Please format the material below as a numbered list, beginning with the line that contains "Guideline: treat each distinct blue" and continuing through the line that contains "[0,0,414,136]", with both of those lines included. Include only those lines and omit any blank lines.

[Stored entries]
····················

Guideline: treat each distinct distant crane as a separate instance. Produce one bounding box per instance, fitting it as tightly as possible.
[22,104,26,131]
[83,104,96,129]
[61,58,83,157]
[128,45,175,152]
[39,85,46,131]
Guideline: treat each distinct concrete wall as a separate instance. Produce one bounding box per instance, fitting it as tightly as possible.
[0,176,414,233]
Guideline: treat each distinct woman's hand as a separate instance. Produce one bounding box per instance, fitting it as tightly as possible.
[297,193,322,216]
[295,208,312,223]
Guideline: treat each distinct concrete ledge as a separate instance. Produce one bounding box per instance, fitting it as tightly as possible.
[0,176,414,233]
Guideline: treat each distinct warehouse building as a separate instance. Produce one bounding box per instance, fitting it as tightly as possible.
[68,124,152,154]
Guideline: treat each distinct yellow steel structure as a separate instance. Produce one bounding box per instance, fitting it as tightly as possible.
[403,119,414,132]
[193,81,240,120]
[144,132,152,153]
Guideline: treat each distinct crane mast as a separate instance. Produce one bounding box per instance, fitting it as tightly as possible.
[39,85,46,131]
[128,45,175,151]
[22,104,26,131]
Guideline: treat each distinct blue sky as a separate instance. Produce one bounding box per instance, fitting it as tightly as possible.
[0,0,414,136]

····················

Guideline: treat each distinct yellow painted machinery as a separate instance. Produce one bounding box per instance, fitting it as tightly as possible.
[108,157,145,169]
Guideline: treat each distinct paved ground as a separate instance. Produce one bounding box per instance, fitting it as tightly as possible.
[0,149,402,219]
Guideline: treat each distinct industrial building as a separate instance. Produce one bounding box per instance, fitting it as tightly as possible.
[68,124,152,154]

····················

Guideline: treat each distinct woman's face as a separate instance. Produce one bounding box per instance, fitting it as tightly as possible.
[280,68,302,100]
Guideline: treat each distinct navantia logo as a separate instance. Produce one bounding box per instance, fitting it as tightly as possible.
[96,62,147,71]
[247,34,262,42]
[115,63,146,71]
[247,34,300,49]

····················

SOLVED EXERCISE.
1. Guideline: treat each distinct blue sky as a separate instance. Produce one bounding box per instance, fitting it as tightly as possible.
2. [0,0,414,136]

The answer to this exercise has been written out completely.